══ Text

The F100 was also involved in what was, at the time, AEDC’s longest-running jet engine test. Testing on the F100-PW-229 Engine Enhancement Package began in SL-3 on Oct. 19, 2009, and concluded on Sept. 21, 2010. This AMT subjected the engine to 6,000 TACs to simulate the operational stresses it would experience in flight between depot overhaul visits. The F100-PW-229 engines were typically rated at 4,300 TACs.

Conducted with the goal of extending the operational life of the engine while reducing maintenance time and cost, this effort involved more than 2,000 test hours. The program consumed nearly 3 million gallons of fuel.

Altitude testing was conducted on the F100 in 2011 as part of a Continuous Improvement Program project, during which new parts installed in the engine were assessed.

A 15-month AMT of the F100-PW-220 began in SL-3 in January 2013 and ran until the spring of 2014. This test helped extend the life of the F100-PW-220 by two years – from 8 years to 10.

AEDC conducts F-15 store testing

Several years after the initial engine tests, advanced techniques were employed in tests in the AEDC 4-foot transonic wind tunnel, known as 4T, to determine whether the F-15 could jettison its auxiliary fuel tank during supersonic flight. This model tank was successfully dropped from the parent aircraft and, along with the free-drop technique, the computer-controlled support system of the wind tunnel was used to measure forces on the fuel tank model to ensure it would respond to these forces the same way an actual fuel tank would when released.

In 1974, the same year the fuel tank drop test occurred, miniature stores of the AIM-7 Sparrow and AIM-9 Sidewinder air intercept missiles, along with various air-to-surface stores, including that of a 500-pound bomb, were assessed in 4T at speeds ranging from about 450 to 1,000 mph. These tests were conducted using a 1/20th scale model of the F-15, as these represented potential payloads for the fighter. This work was performed to determine the effects of external payloads on the flow field characteristics beneath the armament stations of the F-15 and was done in preparation for weapons separation flight tests scheduled at another Air Force installation.

The F-15 is renowned for its versatility when it comes to the number of different rockets, bombs and external loads it can carry. Munitions testing would continue to make up a large part of work involving the fighter occurring in Arnold wind tunnels. Over the years, hundreds of store combinations have been evaluated to help ensure the ability of the F-15 to safely accomplish air-to-ground and air-to-air missions.

════
══ Dataset extract

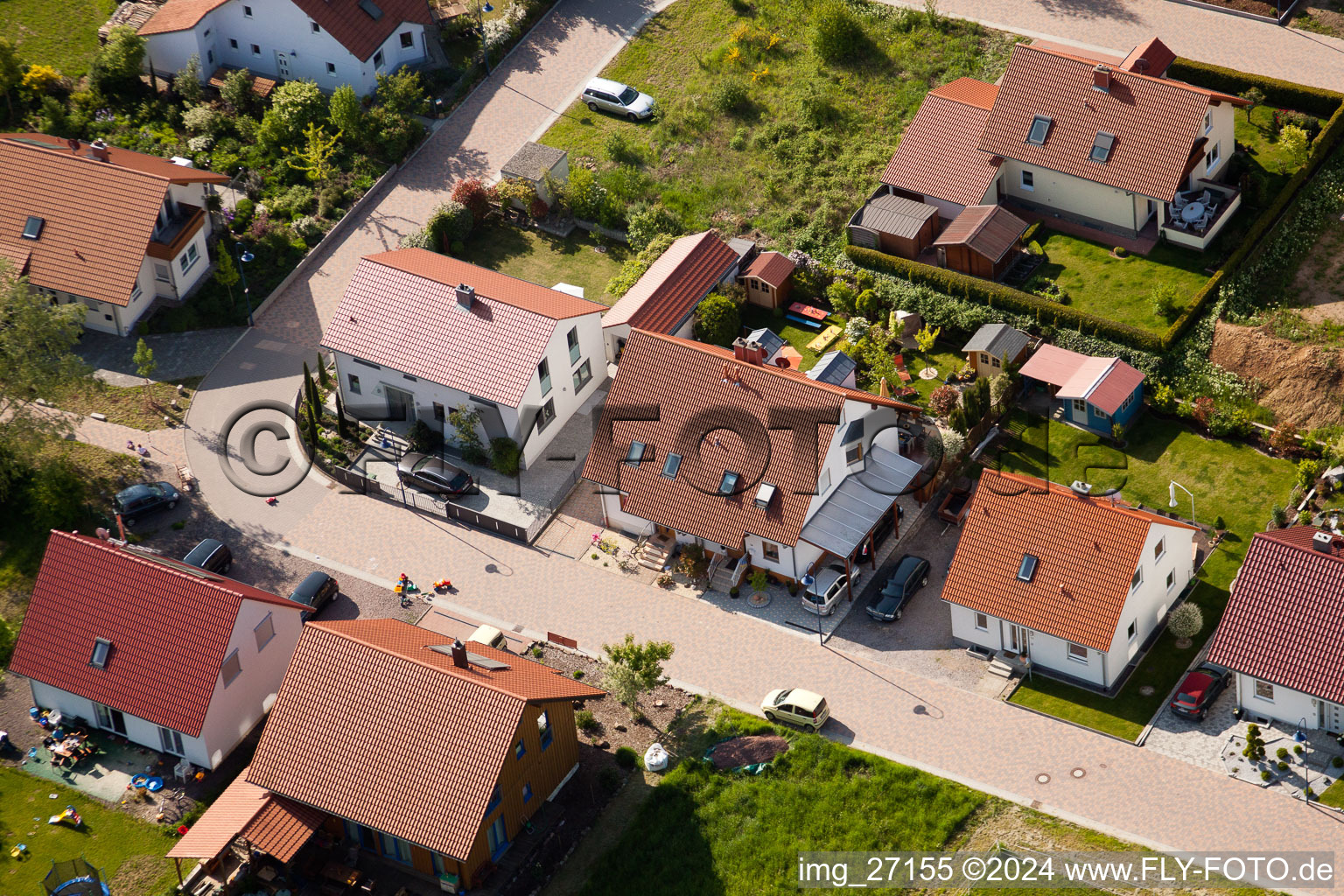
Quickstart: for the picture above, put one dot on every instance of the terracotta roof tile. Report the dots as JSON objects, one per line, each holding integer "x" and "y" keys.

════

#### [What you are asked to do]
Summarize the text on AEDC testing of the F100 engine and the F-15 in three sentences.

#### [Output below]
AEDC ran long accelerated mission tests on the F100 engine, including a 2009–2010 test that put the F100-PW-229 through 6,000 TACs over more than 2,000 test hours and a 15-month test that helped extend the life of the F100-PW-220 from 8 to 10 years. In the 4T wind tunnel, a model auxiliary fuel tank was successfully dropped to determine whether the F-15 could jettison it during supersonic flight. In 1974, miniature missiles and other stores on a 1/20th scale F-15 model were assessed to study how external payloads affect the flow field beneath the armament stations, and munitions testing went on to make up a large part of F-15 work, with hundreds of store combinations evaluated.